=== TEXT SHOWN ===
[START]

Railway line in Switzerland

The Orbe-Chavornay railway (OC) is a 3.9 km long standard gauge railway in Vaud, Switzerland which links the towns of Orbe and Chavornay, where there is an interchange with the Jura Foot Line. The line was opened in 1894 and was operated by electric traction from the start, as the first electrified standard-gauge railway in Switzerland. It is the only standard gauge railway in Switzerland using DC electrification.

The line was originally owned by the municipal power company but the original company was taken over by Travys in June 2003.

[END]

=== ENTRIES SUPPLIED ===
[START]

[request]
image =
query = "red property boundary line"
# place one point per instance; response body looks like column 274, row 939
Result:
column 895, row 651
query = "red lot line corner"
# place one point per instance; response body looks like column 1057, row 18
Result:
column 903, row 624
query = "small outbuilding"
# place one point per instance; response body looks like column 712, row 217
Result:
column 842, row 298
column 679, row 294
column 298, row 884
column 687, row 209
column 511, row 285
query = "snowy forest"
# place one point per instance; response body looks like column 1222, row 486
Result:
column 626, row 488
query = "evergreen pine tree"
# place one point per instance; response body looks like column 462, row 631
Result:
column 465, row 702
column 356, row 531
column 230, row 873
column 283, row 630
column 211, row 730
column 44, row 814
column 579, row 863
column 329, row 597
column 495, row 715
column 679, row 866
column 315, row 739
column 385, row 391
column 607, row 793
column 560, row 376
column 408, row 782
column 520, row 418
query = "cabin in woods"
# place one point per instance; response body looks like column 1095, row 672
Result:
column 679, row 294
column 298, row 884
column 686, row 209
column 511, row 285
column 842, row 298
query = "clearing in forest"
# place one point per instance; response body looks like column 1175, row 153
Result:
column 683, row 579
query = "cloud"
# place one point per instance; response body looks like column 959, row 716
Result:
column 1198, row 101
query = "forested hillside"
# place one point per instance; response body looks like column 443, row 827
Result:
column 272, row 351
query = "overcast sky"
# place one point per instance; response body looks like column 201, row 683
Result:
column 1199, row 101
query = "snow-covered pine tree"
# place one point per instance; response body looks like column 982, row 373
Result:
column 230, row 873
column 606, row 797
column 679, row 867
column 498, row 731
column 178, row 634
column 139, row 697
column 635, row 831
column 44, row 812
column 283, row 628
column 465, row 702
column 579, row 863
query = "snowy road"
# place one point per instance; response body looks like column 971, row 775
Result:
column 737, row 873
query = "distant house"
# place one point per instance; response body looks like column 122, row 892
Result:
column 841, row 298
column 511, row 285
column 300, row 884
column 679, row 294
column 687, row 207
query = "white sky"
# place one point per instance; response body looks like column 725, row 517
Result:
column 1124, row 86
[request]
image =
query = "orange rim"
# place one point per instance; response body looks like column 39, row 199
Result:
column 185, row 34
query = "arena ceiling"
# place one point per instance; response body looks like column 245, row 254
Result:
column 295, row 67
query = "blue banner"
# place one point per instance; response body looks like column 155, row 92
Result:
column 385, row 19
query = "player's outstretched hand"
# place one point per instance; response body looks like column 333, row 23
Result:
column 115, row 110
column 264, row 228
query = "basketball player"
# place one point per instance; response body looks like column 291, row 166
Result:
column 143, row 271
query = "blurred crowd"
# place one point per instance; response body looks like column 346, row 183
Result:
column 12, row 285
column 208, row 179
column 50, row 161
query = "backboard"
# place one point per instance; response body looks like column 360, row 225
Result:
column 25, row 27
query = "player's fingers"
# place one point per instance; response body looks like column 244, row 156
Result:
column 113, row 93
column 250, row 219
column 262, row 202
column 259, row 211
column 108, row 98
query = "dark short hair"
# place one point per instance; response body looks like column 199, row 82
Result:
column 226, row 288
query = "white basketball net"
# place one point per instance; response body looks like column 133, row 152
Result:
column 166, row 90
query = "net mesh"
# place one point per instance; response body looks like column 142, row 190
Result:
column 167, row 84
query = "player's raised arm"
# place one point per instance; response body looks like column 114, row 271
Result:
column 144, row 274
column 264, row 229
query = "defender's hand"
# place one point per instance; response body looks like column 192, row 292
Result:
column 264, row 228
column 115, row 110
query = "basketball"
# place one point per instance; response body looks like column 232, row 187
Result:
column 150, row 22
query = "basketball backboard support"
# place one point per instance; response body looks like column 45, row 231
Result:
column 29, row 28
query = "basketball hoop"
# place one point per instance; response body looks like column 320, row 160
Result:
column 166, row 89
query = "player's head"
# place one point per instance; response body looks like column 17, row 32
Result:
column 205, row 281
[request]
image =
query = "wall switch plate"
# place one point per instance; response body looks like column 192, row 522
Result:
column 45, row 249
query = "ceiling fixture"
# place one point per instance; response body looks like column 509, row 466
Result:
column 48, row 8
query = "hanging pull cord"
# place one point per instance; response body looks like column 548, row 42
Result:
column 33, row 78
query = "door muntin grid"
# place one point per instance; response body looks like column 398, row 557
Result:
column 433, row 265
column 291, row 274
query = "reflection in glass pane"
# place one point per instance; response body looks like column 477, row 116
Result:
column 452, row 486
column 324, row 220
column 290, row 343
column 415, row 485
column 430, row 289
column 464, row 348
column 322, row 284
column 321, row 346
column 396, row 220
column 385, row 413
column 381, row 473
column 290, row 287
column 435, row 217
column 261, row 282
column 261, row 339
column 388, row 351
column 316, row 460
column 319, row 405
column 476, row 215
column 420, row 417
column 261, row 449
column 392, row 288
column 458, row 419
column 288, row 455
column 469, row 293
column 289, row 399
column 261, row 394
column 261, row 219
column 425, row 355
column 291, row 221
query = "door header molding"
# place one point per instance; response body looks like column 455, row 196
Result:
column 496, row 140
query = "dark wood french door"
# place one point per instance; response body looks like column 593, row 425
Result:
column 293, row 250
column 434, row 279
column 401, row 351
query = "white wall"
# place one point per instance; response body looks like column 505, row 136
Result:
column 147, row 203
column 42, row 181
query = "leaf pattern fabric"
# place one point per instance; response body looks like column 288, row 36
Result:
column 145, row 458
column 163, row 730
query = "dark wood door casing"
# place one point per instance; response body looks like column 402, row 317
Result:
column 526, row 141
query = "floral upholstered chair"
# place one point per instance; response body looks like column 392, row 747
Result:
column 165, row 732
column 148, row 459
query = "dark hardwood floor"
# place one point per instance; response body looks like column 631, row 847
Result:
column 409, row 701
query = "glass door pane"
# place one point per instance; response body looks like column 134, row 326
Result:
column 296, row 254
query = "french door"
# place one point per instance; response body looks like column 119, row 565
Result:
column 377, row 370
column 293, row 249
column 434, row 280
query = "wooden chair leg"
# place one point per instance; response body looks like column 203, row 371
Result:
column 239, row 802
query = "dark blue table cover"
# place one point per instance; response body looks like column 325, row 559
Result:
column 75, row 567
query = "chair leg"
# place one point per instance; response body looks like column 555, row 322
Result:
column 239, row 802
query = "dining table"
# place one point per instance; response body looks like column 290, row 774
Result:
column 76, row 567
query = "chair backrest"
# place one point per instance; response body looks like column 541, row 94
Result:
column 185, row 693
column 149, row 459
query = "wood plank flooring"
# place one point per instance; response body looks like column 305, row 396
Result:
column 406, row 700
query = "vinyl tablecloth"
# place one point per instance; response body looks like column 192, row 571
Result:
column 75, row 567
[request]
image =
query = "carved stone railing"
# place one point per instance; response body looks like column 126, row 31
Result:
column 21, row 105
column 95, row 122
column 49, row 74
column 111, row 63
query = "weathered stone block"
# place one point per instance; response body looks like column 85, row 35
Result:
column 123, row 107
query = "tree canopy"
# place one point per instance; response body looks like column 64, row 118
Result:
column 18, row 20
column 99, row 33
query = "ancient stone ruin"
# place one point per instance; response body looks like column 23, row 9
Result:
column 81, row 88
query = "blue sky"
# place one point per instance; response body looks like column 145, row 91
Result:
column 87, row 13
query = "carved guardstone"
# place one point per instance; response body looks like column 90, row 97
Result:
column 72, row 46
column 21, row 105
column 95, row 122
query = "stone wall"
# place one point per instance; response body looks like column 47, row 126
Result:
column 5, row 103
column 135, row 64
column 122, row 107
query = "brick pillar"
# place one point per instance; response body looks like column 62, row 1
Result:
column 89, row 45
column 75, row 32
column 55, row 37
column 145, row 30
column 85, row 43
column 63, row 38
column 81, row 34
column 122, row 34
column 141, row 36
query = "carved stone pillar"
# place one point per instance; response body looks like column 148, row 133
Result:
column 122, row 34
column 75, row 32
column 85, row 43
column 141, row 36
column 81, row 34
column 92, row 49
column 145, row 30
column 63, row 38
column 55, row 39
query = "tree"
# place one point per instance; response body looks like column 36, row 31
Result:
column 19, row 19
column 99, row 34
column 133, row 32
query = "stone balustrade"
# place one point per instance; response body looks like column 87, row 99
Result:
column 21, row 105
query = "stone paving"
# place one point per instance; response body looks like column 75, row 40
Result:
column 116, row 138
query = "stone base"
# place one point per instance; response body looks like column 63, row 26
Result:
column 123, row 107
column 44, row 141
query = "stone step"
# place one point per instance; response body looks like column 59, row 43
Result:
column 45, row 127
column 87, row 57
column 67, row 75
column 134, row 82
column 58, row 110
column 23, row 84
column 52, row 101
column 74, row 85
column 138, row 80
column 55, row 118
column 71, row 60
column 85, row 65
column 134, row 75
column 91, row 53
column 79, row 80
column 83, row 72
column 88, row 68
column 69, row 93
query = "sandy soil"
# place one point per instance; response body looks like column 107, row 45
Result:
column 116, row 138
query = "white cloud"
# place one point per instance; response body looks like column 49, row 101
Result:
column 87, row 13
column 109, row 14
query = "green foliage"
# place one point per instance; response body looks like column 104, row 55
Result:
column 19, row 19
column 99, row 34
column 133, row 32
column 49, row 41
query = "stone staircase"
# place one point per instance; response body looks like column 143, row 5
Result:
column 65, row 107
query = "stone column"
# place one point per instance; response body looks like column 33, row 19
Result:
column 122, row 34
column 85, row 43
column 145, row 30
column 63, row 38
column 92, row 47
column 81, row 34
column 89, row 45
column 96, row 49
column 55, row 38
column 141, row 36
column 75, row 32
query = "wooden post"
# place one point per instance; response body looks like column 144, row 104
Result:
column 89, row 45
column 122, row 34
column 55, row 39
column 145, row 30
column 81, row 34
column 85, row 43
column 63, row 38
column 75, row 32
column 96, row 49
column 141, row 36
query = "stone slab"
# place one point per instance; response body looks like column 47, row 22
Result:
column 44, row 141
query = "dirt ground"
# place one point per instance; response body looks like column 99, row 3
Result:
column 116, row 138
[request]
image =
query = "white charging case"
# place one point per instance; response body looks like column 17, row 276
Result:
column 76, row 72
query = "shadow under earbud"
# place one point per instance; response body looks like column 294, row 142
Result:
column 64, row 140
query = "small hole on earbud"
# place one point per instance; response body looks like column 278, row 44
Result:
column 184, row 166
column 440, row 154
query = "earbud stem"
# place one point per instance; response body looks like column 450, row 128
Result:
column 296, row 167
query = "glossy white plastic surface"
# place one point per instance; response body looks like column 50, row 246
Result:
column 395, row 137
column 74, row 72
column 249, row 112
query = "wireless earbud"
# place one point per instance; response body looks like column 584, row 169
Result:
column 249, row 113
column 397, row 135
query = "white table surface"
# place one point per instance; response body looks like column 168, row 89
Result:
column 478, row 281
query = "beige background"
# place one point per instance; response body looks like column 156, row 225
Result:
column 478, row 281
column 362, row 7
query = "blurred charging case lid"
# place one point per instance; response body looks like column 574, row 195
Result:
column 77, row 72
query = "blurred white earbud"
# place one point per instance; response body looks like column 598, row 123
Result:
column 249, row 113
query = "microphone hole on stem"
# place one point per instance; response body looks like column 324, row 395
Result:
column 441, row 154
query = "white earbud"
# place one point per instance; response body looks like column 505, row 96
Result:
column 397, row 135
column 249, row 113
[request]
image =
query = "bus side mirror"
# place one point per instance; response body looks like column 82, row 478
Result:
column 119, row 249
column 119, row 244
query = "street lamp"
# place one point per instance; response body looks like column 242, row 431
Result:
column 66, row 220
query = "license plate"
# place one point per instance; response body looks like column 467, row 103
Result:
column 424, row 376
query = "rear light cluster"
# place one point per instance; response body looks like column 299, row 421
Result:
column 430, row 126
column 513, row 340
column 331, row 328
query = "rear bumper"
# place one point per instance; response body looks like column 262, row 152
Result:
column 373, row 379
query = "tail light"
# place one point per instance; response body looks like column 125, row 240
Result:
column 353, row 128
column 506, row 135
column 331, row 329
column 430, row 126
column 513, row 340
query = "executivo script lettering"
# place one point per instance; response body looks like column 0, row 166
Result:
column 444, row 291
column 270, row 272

[END]

=== TO DO ===
Resume the passage on the Orbe-Chavornay railway, picking up after its final sentence. The lines play no part here.

=== ANSWER TO THIS PROBLEM ===
==Modernisation==
There are plans to upgrade the line and change the electrification system to the Swiss standard 15 kV AC system, allowing direct trains from Orbe to Lausanne as part of the RER Vaud. The modernisation will also provide accessible stations and increase capacity for goods traffic. The estimated costs of the project are 100 million Swiss Francs and direct trains to Lausanne are expected to begin running in 2026.

To ease the transition and after the existing railcars faced technical defects, in 2022 Travys acquired two GT8-100C/2S tram-train vehicles from Albtal-Verkehrs-Gesellschaft. These previously operated on the Karlsruhe Stadtbahn and are equipped with both 750 V DC and 15 kV AC electrification.